● Source excerpt
▶

# Paphs mixed



## albert (Aug 25, 2008)

some more of my flowering Paphs.
cheers
Albert


----------



## rdlsreno (Aug 25, 2008)

Great!!!


Ramon


----------



## JeanLux (Aug 25, 2008)

very nice blooms Albert!! Do you know the species/ hybrid names? 
1st = lowii?? / haynaldianum?? ... Jean


----------



## SlipperKing (Aug 25, 2008)

Looks like all speices, lowii, villosum, barbigerum then barb and villo again


----------



## goldenrose (Aug 25, 2008)

SlipperKing said:


> Looks like all speices, lowii, villosum, barbigerum then barb and villo again


That's what they look like to me as well! :clap: :clap: :clap:


----------



## SlipperFan (Aug 25, 2008)

And all blooming at the same time!


----------



## Kevin (Aug 25, 2008)

Very nice! That last one looks a lot like gratrixianum, although without the spots on the dorsal - does that automatically mean it is not gratrixianum?


----------



## SlipperKing (Aug 26, 2008)

I've seen an alba one but never a spotless one!


----------



## Kevin (Aug 27, 2008)

So, are you saying it is villosum, then? It looks like the only difference between the two is the spots.


----------



## SlipperKing (Aug 28, 2008)

Kevin,
I'm saying, from left to right, the 2nd pic and 5th pic are villosum until proven otherwise.


----------

◀

● A block of data
▶

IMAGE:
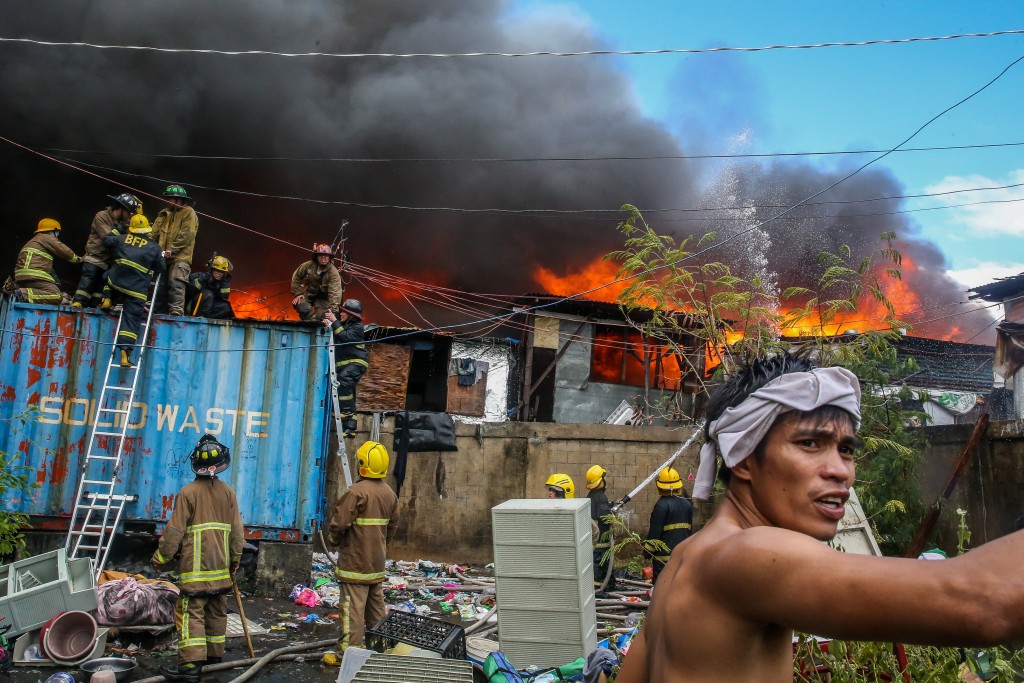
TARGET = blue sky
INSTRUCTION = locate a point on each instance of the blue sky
(851, 97)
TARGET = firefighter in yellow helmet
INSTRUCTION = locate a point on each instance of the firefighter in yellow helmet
(672, 518)
(37, 282)
(600, 507)
(364, 521)
(560, 485)
(136, 258)
(207, 293)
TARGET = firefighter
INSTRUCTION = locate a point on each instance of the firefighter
(175, 227)
(350, 357)
(205, 529)
(671, 519)
(207, 293)
(600, 507)
(96, 260)
(136, 257)
(364, 521)
(34, 275)
(560, 485)
(316, 285)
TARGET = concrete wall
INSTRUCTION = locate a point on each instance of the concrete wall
(990, 489)
(446, 497)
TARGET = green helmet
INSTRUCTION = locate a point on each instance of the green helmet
(177, 191)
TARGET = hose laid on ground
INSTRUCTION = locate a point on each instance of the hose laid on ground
(282, 654)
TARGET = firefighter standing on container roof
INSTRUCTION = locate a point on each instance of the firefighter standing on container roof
(175, 227)
(364, 521)
(316, 285)
(350, 358)
(136, 257)
(37, 283)
(207, 293)
(96, 260)
(672, 518)
(206, 529)
(600, 507)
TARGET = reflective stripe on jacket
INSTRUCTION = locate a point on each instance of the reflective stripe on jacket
(348, 338)
(364, 520)
(35, 261)
(206, 529)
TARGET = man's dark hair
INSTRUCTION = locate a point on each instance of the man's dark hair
(748, 379)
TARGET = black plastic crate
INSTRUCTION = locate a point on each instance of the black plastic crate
(423, 632)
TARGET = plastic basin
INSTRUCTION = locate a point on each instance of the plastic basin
(70, 637)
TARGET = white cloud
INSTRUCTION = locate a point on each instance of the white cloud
(985, 272)
(1005, 217)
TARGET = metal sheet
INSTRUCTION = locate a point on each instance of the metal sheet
(260, 387)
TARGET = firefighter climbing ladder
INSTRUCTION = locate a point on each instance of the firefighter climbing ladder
(338, 426)
(97, 509)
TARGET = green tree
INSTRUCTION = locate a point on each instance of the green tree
(712, 302)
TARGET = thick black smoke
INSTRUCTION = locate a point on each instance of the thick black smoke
(136, 113)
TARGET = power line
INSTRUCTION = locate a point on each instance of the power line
(573, 53)
(519, 160)
(543, 213)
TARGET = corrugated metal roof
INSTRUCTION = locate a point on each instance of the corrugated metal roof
(260, 387)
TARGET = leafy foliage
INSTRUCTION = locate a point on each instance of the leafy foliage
(712, 302)
(14, 478)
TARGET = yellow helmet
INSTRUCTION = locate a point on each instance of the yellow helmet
(139, 223)
(595, 476)
(373, 460)
(48, 225)
(563, 482)
(669, 479)
(220, 263)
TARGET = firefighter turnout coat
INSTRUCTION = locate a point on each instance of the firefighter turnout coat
(102, 224)
(316, 284)
(35, 261)
(364, 520)
(135, 257)
(205, 529)
(175, 230)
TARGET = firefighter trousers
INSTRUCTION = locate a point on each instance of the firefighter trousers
(39, 290)
(132, 314)
(202, 623)
(90, 287)
(348, 376)
(359, 604)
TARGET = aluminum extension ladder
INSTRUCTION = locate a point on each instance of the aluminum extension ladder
(339, 428)
(97, 509)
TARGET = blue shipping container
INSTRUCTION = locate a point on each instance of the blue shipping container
(260, 387)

◀

● Exercise
Which usernames author posts in the Paphs thread? Give each one once. Rely only on the Paphs thread, not on the data.

● Response to the task
albert, rdlsreno, JeanLux, SlipperKing, goldenrose, SlipperFan, Kevin